### Brief
Within the entries below, every line containing "draw" is to be copied.

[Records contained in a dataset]
▬▬▬▬▬▬

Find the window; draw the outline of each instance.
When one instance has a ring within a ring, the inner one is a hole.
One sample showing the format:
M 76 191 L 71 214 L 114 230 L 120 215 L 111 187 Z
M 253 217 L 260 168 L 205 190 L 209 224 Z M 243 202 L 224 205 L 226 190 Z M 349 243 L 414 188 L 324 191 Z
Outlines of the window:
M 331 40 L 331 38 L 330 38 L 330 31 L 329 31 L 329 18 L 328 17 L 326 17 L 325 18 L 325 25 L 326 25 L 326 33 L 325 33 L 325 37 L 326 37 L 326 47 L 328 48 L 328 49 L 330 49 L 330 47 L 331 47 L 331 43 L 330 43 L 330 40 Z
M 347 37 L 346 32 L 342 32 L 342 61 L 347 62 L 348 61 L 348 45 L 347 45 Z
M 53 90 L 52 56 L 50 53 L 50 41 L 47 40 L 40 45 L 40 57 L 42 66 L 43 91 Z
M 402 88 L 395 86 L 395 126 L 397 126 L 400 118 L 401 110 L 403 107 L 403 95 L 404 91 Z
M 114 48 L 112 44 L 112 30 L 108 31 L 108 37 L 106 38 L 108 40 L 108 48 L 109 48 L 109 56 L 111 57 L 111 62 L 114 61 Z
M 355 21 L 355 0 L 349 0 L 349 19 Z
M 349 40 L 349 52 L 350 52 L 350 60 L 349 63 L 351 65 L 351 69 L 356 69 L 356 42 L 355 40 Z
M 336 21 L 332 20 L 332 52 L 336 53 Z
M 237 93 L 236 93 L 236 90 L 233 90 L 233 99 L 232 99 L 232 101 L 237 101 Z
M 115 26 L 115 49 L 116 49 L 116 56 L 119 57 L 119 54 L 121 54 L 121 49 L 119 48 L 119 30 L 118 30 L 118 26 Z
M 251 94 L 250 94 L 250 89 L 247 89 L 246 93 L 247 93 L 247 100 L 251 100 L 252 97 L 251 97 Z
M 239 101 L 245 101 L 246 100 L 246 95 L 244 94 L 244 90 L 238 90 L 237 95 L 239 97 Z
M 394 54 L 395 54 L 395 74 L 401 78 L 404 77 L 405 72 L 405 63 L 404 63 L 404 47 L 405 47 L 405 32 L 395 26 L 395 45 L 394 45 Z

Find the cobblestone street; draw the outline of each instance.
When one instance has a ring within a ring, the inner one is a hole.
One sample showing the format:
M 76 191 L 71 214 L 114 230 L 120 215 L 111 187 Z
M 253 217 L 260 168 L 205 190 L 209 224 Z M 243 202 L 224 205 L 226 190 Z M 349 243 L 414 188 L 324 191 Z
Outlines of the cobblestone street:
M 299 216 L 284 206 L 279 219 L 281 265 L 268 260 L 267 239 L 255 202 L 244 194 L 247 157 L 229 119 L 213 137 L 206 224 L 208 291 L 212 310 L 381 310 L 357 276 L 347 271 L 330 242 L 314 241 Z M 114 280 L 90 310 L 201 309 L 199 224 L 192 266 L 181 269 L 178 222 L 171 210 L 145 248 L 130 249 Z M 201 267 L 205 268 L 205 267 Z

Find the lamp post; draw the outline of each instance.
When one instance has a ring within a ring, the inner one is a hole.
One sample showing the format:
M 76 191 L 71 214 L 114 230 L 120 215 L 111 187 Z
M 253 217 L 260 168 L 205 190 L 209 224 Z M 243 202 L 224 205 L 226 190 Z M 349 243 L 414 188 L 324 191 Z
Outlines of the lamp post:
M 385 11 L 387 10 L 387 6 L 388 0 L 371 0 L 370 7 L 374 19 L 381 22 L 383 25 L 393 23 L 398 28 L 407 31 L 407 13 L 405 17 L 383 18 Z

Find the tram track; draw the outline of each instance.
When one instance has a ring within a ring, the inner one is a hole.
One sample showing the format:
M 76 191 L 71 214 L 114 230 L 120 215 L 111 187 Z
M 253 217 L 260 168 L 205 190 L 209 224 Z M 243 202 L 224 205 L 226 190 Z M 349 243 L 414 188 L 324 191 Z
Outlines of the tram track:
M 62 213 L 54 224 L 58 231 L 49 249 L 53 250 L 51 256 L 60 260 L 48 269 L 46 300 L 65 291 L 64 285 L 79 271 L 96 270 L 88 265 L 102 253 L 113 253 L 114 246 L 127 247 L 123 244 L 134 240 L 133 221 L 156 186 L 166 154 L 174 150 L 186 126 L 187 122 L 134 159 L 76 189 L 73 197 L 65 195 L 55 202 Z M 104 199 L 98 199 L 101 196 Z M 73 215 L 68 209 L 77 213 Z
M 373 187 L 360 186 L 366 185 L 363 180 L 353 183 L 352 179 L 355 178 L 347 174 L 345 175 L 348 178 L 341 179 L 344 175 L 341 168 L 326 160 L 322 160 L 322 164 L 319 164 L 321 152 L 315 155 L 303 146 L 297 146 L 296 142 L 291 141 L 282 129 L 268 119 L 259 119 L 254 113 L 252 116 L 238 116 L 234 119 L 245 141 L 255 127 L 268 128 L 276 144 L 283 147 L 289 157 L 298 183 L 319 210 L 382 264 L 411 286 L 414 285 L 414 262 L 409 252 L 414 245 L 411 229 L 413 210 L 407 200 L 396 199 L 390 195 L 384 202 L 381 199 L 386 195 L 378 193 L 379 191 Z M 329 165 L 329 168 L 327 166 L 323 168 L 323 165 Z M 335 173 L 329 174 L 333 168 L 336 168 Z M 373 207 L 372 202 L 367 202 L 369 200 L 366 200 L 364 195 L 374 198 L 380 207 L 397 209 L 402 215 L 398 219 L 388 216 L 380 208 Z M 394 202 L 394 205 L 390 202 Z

▬▬▬▬▬▬

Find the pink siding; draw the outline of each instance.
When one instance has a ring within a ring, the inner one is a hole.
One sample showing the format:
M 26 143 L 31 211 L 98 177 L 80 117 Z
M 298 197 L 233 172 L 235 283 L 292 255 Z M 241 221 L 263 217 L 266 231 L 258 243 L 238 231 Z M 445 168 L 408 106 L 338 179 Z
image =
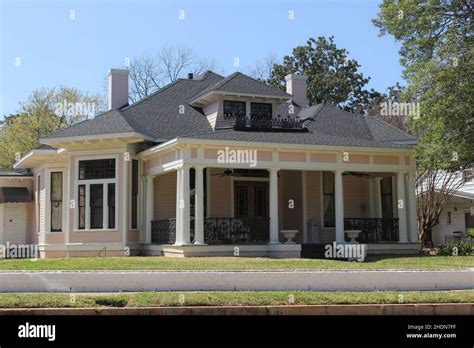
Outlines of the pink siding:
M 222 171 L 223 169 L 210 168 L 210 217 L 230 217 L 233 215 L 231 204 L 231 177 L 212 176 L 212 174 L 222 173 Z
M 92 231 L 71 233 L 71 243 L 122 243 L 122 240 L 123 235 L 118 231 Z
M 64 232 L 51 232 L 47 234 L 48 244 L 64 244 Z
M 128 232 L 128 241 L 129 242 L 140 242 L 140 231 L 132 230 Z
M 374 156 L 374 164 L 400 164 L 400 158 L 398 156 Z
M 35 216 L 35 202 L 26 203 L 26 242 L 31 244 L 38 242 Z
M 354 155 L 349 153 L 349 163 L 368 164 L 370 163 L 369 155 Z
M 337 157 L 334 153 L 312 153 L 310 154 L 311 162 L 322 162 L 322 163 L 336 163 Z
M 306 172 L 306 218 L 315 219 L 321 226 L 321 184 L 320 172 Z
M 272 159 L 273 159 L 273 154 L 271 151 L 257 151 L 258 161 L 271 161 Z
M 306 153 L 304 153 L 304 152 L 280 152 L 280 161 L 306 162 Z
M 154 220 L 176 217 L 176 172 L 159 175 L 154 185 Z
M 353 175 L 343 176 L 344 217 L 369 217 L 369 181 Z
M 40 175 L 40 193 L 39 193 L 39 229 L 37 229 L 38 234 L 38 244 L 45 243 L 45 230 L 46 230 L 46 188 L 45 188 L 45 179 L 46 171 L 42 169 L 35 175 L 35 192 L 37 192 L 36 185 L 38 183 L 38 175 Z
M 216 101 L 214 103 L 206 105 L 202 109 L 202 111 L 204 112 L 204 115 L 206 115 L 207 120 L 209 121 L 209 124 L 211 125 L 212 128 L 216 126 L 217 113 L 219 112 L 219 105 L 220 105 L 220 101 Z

▬▬▬▬▬▬

### Result for this exercise
Find the window; draw the outline of each instance.
Find the cobblestone street; draw the outline of each instance.
Find the lamp post; draw the outline of each instance.
Find the tram track; draw the outline of each instance.
Find the pink siding; draw the outline of each instance.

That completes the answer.